[Location identification entries]
____________

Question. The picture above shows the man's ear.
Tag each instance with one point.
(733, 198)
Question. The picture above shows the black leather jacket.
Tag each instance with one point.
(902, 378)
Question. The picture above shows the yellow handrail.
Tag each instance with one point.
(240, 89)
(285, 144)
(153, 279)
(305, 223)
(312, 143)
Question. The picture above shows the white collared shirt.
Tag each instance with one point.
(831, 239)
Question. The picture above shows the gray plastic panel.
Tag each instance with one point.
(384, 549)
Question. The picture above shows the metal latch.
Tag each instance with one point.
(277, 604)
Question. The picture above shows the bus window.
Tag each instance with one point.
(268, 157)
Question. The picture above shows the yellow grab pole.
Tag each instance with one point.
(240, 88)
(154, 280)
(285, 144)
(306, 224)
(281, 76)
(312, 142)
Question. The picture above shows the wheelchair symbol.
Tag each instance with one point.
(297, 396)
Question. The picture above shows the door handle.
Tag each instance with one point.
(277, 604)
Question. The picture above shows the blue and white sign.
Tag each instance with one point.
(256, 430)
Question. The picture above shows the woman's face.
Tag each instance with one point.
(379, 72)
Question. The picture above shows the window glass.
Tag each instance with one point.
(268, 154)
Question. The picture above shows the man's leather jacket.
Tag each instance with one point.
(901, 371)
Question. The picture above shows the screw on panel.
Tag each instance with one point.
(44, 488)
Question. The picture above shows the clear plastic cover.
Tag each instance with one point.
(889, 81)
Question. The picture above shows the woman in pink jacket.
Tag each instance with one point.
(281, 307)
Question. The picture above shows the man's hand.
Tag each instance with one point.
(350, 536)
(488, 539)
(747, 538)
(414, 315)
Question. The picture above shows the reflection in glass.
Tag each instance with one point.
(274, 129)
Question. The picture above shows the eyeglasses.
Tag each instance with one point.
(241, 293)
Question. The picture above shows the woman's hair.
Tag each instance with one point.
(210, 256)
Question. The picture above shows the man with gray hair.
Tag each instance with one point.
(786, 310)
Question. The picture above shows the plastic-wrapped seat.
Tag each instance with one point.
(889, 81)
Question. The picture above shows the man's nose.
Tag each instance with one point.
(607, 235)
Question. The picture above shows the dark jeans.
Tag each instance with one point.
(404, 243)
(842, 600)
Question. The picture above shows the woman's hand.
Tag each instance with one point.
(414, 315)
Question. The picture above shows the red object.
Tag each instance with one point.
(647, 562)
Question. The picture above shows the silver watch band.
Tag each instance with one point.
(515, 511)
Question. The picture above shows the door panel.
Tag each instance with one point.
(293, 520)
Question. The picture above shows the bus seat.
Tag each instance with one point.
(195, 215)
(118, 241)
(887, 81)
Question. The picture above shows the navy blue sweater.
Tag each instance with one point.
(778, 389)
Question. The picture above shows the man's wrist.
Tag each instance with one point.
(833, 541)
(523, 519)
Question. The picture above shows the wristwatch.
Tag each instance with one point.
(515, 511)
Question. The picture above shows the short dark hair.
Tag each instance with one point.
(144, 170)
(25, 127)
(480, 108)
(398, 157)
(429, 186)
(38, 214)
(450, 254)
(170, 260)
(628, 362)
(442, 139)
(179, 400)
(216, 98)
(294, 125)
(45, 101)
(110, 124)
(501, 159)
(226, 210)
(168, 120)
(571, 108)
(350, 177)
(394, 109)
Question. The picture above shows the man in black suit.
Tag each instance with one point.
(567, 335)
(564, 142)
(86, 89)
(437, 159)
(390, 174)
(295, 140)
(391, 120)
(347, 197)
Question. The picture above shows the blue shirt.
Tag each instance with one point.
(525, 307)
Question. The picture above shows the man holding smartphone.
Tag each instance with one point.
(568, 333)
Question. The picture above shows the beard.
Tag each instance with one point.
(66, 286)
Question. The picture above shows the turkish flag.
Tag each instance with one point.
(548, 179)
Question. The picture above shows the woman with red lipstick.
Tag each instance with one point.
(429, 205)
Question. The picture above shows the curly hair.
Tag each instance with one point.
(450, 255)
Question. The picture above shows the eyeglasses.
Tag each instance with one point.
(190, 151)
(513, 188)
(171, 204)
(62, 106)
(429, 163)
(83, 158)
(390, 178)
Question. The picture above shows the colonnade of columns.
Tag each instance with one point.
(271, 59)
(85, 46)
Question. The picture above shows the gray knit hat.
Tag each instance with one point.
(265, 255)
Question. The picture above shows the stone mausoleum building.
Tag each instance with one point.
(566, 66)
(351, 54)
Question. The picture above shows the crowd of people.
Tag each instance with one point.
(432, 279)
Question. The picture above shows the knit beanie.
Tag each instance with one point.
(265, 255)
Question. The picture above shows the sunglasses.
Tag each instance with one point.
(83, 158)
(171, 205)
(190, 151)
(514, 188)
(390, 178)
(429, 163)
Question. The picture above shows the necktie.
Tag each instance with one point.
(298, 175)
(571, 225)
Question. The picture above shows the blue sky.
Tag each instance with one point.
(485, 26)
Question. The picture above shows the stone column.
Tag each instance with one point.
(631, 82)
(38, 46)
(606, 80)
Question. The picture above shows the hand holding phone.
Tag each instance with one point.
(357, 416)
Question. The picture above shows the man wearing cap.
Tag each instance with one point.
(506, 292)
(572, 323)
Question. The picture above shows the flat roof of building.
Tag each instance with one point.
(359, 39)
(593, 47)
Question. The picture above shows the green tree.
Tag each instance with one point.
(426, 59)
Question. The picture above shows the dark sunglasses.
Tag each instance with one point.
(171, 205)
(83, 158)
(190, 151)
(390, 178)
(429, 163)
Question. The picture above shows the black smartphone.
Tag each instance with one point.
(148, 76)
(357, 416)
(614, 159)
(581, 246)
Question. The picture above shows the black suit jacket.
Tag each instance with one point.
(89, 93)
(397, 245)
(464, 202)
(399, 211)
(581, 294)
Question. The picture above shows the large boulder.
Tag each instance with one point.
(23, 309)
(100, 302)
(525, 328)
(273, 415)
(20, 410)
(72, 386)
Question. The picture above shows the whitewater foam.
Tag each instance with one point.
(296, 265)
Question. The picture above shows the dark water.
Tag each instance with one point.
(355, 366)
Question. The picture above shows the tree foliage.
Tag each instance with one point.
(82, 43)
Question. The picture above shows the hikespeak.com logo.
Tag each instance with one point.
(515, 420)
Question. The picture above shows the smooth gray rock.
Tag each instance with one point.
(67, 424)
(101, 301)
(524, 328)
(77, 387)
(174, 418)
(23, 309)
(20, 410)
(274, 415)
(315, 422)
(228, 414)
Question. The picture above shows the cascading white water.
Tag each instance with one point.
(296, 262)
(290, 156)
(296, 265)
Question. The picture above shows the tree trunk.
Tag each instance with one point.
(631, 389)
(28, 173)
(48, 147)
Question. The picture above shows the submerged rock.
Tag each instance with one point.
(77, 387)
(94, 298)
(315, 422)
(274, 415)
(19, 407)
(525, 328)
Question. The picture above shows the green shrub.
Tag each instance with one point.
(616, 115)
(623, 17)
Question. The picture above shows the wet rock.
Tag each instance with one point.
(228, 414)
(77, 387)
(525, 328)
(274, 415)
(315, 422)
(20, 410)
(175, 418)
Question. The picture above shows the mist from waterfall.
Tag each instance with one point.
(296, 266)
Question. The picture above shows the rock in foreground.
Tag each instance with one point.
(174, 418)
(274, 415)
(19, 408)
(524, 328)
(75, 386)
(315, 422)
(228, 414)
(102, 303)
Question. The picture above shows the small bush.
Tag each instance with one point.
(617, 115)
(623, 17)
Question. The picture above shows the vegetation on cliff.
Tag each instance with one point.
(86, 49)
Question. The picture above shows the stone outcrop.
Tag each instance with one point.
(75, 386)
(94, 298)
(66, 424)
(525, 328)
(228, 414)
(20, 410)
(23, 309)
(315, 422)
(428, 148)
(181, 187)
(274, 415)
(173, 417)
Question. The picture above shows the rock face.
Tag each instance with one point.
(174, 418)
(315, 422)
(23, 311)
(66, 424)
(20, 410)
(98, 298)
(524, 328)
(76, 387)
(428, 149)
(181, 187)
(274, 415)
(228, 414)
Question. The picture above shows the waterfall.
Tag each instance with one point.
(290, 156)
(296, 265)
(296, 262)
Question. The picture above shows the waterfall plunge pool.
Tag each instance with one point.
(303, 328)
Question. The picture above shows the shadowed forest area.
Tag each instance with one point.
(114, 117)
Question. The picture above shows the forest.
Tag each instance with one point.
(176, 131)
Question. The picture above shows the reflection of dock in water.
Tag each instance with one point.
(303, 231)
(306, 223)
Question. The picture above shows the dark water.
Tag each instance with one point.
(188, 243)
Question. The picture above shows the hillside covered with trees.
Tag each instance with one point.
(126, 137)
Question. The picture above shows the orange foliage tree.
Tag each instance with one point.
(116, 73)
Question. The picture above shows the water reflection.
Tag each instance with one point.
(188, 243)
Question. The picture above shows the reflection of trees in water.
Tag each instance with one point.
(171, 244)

____________

* **INSTRUCTION**: Lay out the closing part of the records, from the line containing "Question. The picture above shows the water reflection." through the final line, both included, as a JSON list of strings with one string per line and blank lines omitted.

* **FINISHED EXERCISE**:
[
  "Question. The picture above shows the water reflection.",
  "Tag each instance with one point.",
  "(188, 243)",
  "Question. The picture above shows the reflection of trees in water.",
  "Tag each instance with one point.",
  "(171, 244)"
]